DATA IN THIS EXERCISE:
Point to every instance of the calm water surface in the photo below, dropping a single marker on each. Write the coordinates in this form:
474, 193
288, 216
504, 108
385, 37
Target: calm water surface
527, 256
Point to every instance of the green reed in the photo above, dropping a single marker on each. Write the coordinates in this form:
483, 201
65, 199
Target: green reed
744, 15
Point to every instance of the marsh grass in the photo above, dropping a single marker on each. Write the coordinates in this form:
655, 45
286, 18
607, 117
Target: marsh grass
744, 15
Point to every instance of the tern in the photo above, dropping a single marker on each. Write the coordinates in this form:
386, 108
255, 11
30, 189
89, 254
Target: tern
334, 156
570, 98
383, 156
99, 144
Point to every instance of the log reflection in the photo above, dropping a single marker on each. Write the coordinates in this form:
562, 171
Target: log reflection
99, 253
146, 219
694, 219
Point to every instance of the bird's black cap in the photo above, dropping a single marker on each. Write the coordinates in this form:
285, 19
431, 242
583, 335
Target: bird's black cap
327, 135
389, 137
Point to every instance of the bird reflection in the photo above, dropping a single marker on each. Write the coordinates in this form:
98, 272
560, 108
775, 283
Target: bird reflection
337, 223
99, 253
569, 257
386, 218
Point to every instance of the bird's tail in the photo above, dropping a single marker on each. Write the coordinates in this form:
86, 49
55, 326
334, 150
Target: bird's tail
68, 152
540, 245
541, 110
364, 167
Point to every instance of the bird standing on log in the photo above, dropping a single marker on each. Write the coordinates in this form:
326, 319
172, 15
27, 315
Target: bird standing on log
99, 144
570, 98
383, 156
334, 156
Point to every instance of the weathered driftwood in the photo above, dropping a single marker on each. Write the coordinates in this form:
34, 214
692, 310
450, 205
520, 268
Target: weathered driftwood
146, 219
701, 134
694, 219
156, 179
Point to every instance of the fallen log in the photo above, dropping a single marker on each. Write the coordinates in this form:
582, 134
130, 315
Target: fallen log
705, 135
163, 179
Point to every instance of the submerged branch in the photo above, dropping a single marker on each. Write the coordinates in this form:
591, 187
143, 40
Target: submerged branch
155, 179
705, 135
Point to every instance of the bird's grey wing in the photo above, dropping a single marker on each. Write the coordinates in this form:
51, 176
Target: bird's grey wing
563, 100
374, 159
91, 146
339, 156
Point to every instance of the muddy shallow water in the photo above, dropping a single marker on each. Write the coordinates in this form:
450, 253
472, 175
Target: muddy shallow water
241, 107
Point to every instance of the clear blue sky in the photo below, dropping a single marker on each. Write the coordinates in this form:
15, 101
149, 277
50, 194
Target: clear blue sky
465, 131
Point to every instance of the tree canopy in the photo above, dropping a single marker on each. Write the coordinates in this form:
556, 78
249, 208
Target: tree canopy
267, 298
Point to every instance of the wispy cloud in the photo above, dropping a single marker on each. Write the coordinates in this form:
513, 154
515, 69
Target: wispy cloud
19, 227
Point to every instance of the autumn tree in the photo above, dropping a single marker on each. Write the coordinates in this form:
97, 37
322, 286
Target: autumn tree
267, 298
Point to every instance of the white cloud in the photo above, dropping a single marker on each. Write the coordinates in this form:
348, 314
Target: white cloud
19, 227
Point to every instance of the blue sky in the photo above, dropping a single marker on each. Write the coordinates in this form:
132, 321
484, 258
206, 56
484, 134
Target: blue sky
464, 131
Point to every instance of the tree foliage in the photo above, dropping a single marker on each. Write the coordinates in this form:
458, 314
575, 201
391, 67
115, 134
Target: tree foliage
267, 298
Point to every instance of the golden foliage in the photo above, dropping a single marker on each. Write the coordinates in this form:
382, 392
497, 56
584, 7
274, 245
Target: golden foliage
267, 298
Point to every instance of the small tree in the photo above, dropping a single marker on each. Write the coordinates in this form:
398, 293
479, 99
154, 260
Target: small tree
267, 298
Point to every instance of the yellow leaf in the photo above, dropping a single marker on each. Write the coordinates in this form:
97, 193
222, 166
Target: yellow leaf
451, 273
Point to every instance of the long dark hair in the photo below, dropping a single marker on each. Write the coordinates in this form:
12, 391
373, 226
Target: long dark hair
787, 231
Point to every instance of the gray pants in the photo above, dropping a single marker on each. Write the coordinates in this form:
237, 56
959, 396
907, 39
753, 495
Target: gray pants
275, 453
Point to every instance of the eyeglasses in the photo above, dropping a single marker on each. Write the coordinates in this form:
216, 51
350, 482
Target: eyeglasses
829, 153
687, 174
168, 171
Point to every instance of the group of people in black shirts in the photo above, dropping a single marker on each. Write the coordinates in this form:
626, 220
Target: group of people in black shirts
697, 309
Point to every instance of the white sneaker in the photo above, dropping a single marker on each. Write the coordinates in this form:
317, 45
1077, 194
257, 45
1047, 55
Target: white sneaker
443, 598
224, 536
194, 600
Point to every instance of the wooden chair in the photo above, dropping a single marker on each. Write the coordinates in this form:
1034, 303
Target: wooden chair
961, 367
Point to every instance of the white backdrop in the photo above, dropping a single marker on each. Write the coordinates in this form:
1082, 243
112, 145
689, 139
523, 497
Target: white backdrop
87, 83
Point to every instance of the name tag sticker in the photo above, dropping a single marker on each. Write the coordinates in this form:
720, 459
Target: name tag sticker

WHAT NEEDS TO BE DONE:
Locate the lines above that contain "below" and copy them.

TASK ANSWER:
Point to every instance of the calm water surface in the photo below, dropping a single marker on each. Write the coordinates in this form:
Point to every instance of the clear blue sky in the photo below, dropping a single marker on each. Write the coordinates in this form:
Point to every instance of the long dark hair in the photo below, dropping a single marker on each. Write the coordinates in this form:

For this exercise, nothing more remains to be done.